■ **WHAT THE EXERCISE ASKS**
Output each record exactly, excluding pictures.

**********

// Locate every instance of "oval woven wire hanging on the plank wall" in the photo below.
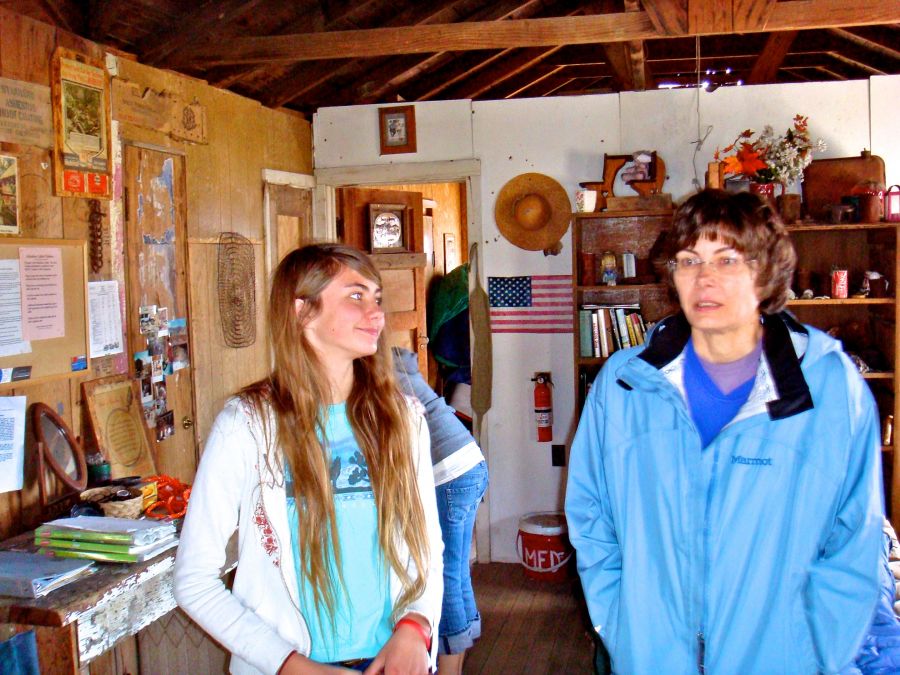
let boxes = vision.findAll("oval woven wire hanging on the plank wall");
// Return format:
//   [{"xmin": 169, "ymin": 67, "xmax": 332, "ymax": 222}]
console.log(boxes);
[{"xmin": 218, "ymin": 232, "xmax": 256, "ymax": 347}]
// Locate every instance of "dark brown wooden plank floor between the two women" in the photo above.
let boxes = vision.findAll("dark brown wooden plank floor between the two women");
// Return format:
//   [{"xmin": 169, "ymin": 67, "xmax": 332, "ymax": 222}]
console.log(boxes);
[{"xmin": 463, "ymin": 563, "xmax": 593, "ymax": 675}]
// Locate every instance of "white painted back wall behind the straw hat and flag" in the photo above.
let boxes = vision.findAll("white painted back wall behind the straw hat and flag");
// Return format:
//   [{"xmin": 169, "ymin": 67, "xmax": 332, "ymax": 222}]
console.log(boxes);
[{"xmin": 313, "ymin": 76, "xmax": 900, "ymax": 562}]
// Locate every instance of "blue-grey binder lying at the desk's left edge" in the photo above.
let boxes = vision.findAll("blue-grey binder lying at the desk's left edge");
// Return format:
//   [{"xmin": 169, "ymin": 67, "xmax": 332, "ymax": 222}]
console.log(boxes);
[{"xmin": 0, "ymin": 551, "xmax": 94, "ymax": 598}]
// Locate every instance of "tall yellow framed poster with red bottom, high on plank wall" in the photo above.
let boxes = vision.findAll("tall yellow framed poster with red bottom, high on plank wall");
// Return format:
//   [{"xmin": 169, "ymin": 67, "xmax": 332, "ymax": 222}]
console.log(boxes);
[{"xmin": 51, "ymin": 47, "xmax": 112, "ymax": 199}]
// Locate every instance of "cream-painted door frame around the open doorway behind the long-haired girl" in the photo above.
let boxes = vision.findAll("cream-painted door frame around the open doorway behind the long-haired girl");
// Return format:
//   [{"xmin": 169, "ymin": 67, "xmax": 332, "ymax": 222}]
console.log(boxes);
[{"xmin": 313, "ymin": 159, "xmax": 491, "ymax": 563}]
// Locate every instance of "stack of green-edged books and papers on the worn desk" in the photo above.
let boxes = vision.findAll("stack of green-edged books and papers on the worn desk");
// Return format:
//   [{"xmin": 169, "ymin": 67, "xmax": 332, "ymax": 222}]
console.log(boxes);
[{"xmin": 34, "ymin": 516, "xmax": 178, "ymax": 563}]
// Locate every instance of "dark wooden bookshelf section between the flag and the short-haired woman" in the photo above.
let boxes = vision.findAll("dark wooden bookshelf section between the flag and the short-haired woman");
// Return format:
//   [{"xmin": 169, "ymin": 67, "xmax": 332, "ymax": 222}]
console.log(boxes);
[{"xmin": 572, "ymin": 209, "xmax": 677, "ymax": 411}]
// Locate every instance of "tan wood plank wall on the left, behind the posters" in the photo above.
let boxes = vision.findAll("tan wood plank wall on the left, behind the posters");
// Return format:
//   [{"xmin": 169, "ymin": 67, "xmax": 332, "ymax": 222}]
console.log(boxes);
[{"xmin": 0, "ymin": 7, "xmax": 312, "ymax": 538}]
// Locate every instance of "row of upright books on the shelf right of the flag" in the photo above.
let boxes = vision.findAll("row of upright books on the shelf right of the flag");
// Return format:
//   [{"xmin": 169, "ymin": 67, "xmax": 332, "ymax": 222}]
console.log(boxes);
[{"xmin": 578, "ymin": 303, "xmax": 647, "ymax": 357}]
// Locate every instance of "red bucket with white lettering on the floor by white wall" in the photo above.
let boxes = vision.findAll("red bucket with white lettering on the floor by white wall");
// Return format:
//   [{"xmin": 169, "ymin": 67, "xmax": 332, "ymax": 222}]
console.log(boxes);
[{"xmin": 516, "ymin": 512, "xmax": 573, "ymax": 581}]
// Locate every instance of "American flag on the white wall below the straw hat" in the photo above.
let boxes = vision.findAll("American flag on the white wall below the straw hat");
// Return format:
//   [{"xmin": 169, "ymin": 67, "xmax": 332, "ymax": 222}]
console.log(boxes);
[{"xmin": 488, "ymin": 274, "xmax": 572, "ymax": 333}]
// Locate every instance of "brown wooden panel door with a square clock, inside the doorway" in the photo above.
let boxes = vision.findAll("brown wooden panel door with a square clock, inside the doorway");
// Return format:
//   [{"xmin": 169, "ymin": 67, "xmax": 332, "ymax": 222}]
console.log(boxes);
[{"xmin": 337, "ymin": 188, "xmax": 428, "ymax": 380}]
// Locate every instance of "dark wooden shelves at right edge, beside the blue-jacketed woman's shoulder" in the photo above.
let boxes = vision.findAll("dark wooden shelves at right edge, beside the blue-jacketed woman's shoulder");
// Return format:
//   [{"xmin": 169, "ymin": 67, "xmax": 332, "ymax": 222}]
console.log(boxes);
[{"xmin": 787, "ymin": 222, "xmax": 900, "ymax": 522}]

**********

■ **FINISHED EXERCISE**
// Locate every instance of "oval woven wire hanging on the plank wall" in the photo below.
let boxes = vision.findAll("oval woven wire hanging on the plank wall");
// Return format:
//   [{"xmin": 169, "ymin": 67, "xmax": 332, "ymax": 222}]
console.log(boxes);
[{"xmin": 218, "ymin": 232, "xmax": 256, "ymax": 347}]
// Locate every instance of "dark brown wooden plank floor between the two women" in the photo above.
let boxes = vision.findAll("dark brown wooden plank floor between the two women");
// Return format:
//   [{"xmin": 169, "ymin": 67, "xmax": 332, "ymax": 222}]
console.log(boxes);
[{"xmin": 463, "ymin": 563, "xmax": 593, "ymax": 675}]
// Locate every instance of "white painted back wall behind the straw hat and flag" in the photo above.
let boxes = vision.findAll("white painted back wall behind the straw hat and flag");
// Return format:
//   [{"xmin": 169, "ymin": 67, "xmax": 332, "ymax": 222}]
console.log(boxes);
[{"xmin": 313, "ymin": 76, "xmax": 900, "ymax": 562}]
// Locate every instance of "blue-grey binder lying at the desk's left edge" in the photo above.
let boxes = vision.findAll("blue-grey binder lying at the desk's left edge");
// Return format:
//   [{"xmin": 169, "ymin": 67, "xmax": 332, "ymax": 222}]
console.log(boxes);
[{"xmin": 0, "ymin": 551, "xmax": 94, "ymax": 598}]
// Locate every instance of "tall yellow framed poster with red bottom, high on plank wall" in the photo above.
let boxes = vision.findAll("tall yellow framed poster with red bottom, high on plank wall");
// Return format:
//   [{"xmin": 169, "ymin": 67, "xmax": 332, "ymax": 222}]
console.log(boxes);
[{"xmin": 51, "ymin": 47, "xmax": 112, "ymax": 199}]
// Locate every instance of "cream-painted door frame around the open doorway behind the long-haired girl" in the photo above.
let boxes = vision.findAll("cream-painted door frame around the open doorway behind the long-haired girl");
// Return format:
//   [{"xmin": 169, "ymin": 67, "xmax": 332, "ymax": 222}]
console.log(boxes);
[{"xmin": 313, "ymin": 159, "xmax": 491, "ymax": 563}]
// Locate every instance of "stack of green-edged books and papers on the worn desk" in the photo above.
let boxes = vision.findAll("stack of green-edged books and papers on the worn desk");
// Return format:
//   [{"xmin": 169, "ymin": 67, "xmax": 332, "ymax": 222}]
console.log(boxes);
[{"xmin": 34, "ymin": 516, "xmax": 178, "ymax": 563}]
// Locate every instance of "dark wooden bookshelf section between the flag and the short-haired woman" in the photo above.
let boxes = vision.findAll("dark wooden bookshelf section between the flag and the short-haired woman");
// Return format:
//   [{"xmin": 169, "ymin": 67, "xmax": 332, "ymax": 222}]
console.log(boxes);
[{"xmin": 572, "ymin": 209, "xmax": 677, "ymax": 411}]
// Locate every instance of "tan wood plank wall on the left, behind the posters" in the photo above.
let boxes = vision.findAll("tan wood plank wall on the left, behind the posters");
// Return format:
//   [{"xmin": 169, "ymin": 67, "xmax": 332, "ymax": 222}]
console.log(boxes);
[{"xmin": 0, "ymin": 7, "xmax": 312, "ymax": 538}]
// Locate every instance of "row of upright books on the shelf right of the flag" in the photo above.
let boxes = vision.findAll("row of upright books on the shelf right of the flag");
// Return format:
//   [{"xmin": 169, "ymin": 67, "xmax": 332, "ymax": 222}]
console.log(boxes);
[{"xmin": 578, "ymin": 303, "xmax": 647, "ymax": 357}]
// Locate every instance of "red bucket with white lettering on the floor by white wall" in the photo above.
let boxes = vision.findAll("red bucket with white lettering on the floor by white wall");
// Return format:
//   [{"xmin": 169, "ymin": 67, "xmax": 332, "ymax": 222}]
console.log(boxes);
[{"xmin": 516, "ymin": 512, "xmax": 573, "ymax": 581}]
// Locate every instance of "American flag on the white wall below the straw hat" in the photo above.
let boxes = vision.findAll("American flag on the white wall below the straw hat");
// Return format:
//   [{"xmin": 169, "ymin": 67, "xmax": 332, "ymax": 222}]
console.log(boxes);
[{"xmin": 488, "ymin": 274, "xmax": 572, "ymax": 333}]
// Locate every instance of "brown wooden panel door with a square clock, inside the doorway" in the photo above.
let boxes = vision.findAll("brown wooden panel door with a square clock, inside the doorway");
// Return format:
//   [{"xmin": 169, "ymin": 67, "xmax": 332, "ymax": 222}]
console.log(boxes);
[{"xmin": 337, "ymin": 188, "xmax": 428, "ymax": 380}]
// Locate every instance of "dark wooden shelves at right edge, beside the blue-jacketed woman's shoulder" in the photo above.
let boxes = vision.findAll("dark wooden shelves at right edge, beside the blue-jacketed woman's shoulder");
// Return format:
//   [{"xmin": 169, "ymin": 67, "xmax": 332, "ymax": 222}]
console.log(boxes);
[{"xmin": 787, "ymin": 222, "xmax": 900, "ymax": 522}]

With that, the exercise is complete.